*Цель задания*: Воспроизведите без изменений отрывок из текста о поэтическом образе Вильно между словами «На Немецкой, дорогие» и «биллиард у Шпица.», включая их.

На Немецкой, дорогие мои, улице
Немножко потише в пятницу,
Подают друг другу тайные знаки
Девятисвечники белые.
А Зискинд страдает животом.
<…> над мордой тигра
пятничное небо свисает
рулоном дурацких нот.
Вильно. Немецкая улица.
Лучший биллиард у Шпица.
Иронично изображены как жители улицы, так и «наблюдатель» с его поверхностными представлениями и претензиями.
Стихотворение «Веселый мост» (1934) театрально; все разыгрывается на мосту как на маленькой сцене: игра освещения, свет и тени, сумерки, снег, звоны, запахи. Событие ярко и сценически эффектно, почти сказочно (действие, как кажется, происходит в Заречье):
Смиренно сгорбясь над Виленкой,
он ничего не ждал такого…
Ходил на службу пан Домейко,
и лед царапали подковы —
был мост как мост. Тряслись повозки,
горланил нищий кривоносый,
и тлела лампочка в киоске
и золотила папиросы.
Вдруг зазвонило словно в церкви,
и ты возникла, смуглый ангел, —
и фонари, как офицеры,
блистая, замерли на фланге.
От снега веяло по-майски —
и запах, винный и кадильный,
был как «Баллады и романсы»,
когда смеркается над Вильной.
А мост был в отсветах сапфира,
стыл серебром, тускнел опалом,
стал золотым — и, как порфира,
остался алым.
(Перевод А. Гелескула)[203]
Включается — вдруг — освещение: вместо «тлеющей лампочки» — «фонари», и мост преображается в сказочный. Тут же присутствует и Мицкевич (своими «Балладами и романсами») и тем самым романтический контекст Вильно (в который вписывается и «филаретская» фамилия Домейко). Блеск золота, серебра, ярких красок ориентирован на стилистику барокко и в то же время привносит краски другого поэта — Словацкого. Личное событие — появление на мосту возлюбленной — включается поэтом в романтическую атмосферу старого Вильно, его легенд, прошлого, это тот воздух, из которого сгущается счастливое событие, выводя из будней, преображая все будничное, жалкое и бедное. Город предстает кристаллизацией суггестивного чувства поэта: «Читатель поддавался ее [поэзии] музыкальному волшебству, проглатывал порции абстракционизма, которые у других поэтов его только раздражали, смеялся неожиданным цирковым трюкам автора, одним словом — незаметно для себя самого вступал в мир, где законы действовали иные, нежели в обыденной жизни»[204].
Варьирование этих мотивов выступает в иной тональности в стихотворении «Ночь в Вильно» («Noc w Wilnie», 1935).

*Выдержки из записей*:
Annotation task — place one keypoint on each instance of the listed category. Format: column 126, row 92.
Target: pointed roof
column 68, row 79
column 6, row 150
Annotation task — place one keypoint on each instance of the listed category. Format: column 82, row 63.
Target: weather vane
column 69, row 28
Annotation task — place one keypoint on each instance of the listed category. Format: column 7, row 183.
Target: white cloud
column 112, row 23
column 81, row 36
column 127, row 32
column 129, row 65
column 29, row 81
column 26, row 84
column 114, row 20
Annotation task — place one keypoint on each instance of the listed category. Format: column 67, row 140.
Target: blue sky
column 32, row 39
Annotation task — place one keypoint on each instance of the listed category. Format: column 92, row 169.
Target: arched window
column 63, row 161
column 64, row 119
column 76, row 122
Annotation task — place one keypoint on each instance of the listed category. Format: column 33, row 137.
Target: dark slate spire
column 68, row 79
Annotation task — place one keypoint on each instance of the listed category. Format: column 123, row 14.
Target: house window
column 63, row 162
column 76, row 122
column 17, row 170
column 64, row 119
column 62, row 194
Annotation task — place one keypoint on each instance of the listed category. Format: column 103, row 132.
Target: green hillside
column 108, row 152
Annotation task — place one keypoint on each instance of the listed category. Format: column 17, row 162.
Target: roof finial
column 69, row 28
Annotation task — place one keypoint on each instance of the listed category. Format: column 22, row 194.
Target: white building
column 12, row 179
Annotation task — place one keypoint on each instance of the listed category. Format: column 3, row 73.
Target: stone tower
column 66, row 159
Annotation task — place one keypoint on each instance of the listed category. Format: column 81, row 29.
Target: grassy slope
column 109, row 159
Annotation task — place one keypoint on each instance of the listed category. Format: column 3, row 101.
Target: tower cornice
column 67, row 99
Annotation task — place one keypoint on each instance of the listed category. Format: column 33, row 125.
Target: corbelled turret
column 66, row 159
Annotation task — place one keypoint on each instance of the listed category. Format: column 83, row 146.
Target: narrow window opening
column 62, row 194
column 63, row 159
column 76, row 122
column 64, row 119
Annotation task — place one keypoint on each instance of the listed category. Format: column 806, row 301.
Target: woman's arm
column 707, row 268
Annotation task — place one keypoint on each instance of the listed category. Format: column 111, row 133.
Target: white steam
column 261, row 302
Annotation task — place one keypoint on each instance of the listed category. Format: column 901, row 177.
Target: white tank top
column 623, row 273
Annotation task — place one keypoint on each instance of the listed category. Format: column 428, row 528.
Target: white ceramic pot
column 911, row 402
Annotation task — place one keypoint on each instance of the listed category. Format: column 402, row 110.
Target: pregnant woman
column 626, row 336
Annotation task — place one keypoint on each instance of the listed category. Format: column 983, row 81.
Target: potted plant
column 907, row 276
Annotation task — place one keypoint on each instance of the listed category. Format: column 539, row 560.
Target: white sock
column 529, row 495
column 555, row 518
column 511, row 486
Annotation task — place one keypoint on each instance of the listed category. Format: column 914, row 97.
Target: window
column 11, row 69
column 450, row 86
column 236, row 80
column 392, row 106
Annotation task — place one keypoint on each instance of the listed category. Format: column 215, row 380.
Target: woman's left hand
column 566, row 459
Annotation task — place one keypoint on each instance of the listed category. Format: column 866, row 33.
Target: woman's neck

*Решение задачи*:
На Немецкой, дорогие мои, улице
Немножко потише в пятницу,
Подают друг другу тайные знаки
Девятисвечники белые.
А Зискинд страдает животом.
<…> над мордой тигра
пятничное небо свисает
рулоном дурацких нот.
Вильно. Немецкая улица.
Лучший биллиард у Шпица.